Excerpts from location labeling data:
--

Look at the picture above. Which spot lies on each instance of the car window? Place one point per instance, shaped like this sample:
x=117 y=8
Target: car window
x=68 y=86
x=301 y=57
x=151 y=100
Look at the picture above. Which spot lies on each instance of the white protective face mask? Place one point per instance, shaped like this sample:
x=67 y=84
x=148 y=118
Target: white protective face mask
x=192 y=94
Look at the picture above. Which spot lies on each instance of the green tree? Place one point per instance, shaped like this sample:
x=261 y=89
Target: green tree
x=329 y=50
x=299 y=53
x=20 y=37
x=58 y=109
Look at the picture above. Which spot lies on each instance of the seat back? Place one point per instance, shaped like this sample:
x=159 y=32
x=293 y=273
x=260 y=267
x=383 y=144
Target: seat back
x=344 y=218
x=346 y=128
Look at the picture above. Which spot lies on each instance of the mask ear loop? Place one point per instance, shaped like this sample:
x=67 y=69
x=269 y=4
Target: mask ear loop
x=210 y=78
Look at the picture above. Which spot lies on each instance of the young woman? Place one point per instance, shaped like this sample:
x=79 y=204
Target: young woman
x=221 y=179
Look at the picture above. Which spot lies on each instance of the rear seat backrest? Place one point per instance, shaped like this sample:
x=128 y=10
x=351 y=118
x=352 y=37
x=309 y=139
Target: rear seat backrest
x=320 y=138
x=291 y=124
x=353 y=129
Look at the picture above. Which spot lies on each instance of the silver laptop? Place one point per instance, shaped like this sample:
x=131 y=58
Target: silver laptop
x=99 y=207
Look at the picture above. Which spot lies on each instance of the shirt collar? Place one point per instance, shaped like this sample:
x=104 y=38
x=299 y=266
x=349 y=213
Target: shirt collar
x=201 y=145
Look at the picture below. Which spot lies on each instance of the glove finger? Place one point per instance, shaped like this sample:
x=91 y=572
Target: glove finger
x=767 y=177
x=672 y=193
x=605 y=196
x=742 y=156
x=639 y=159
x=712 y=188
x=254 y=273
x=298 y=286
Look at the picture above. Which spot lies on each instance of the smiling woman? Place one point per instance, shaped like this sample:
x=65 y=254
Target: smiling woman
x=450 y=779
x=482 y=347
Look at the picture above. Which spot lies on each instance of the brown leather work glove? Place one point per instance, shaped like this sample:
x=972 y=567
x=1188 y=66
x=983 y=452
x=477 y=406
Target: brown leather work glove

--

▶ [Given problem]
Copy every entry above word for word, keeping each line as it appears.

▶ [Task output]
Look at the picture above. Which spot lies on each instance of the car window? Place one point per instance, shaped like this sample:
x=117 y=8
Target: car window
x=68 y=86
x=301 y=57
x=151 y=100
Look at the picture above. Which spot lies on each instance of the white protective face mask? Place one point per instance, shaped like this sample:
x=67 y=84
x=148 y=118
Target: white protective face mask
x=192 y=94
Look at the picture above. Which spot lies on each instance of the green tree? Place one point per instance, shaped like this sample:
x=261 y=89
Target: green tree
x=329 y=50
x=299 y=53
x=20 y=37
x=58 y=109
Look at the picture above. Which spot lies on each instance of the seat back? Place one point per instance, shaped like this sample:
x=159 y=32
x=293 y=273
x=260 y=267
x=383 y=144
Target: seat back
x=344 y=218
x=346 y=128
Look at the picture above. Which spot lies on each instance of the mask ear loop? Place one point per instance, shaped like this sample:
x=67 y=69
x=269 y=4
Target: mask ear loop
x=210 y=78
Look at the picture above. Which spot lies on each instance of the young woman? Place one point per instance, shaped like this sample:
x=79 y=204
Target: young woman
x=221 y=179
Look at the picture above. Which spot lies on each instance of the rear seat backrest? Place one point per instance, shaped like this sample:
x=128 y=10
x=351 y=118
x=352 y=37
x=309 y=139
Target: rear seat backrest
x=320 y=138
x=291 y=124
x=353 y=129
Look at the picture above. Which spot lies on each instance of the silver laptop? Place one point per instance, shaped like this sample:
x=131 y=58
Target: silver laptop
x=99 y=207
Look at the picture above. Which spot lies on each instance of the shirt collar? Place one point per instance, shaped like this sample:
x=104 y=38
x=299 y=266
x=349 y=213
Target: shirt collar
x=201 y=145
Look at the picture below. Which spot lies on each instance of the glove finger? Place one point per instance, shaped like this sample:
x=91 y=572
Target: glove finger
x=767 y=177
x=672 y=193
x=605 y=196
x=742 y=156
x=639 y=159
x=712 y=188
x=254 y=273
x=298 y=286
Look at the picture above. Which spot lies on each instance of the smiling woman? Place one point per instance, shaped like this sample:
x=65 y=254
Target: smiling woman
x=450 y=779
x=482 y=347
Look at the picture above. Which spot lies on each instance of the brown leather work glove? Place one point per instance, shaped like this sample:
x=972 y=567
x=1188 y=66
x=983 y=452
x=477 y=406
Target: brown leather work glove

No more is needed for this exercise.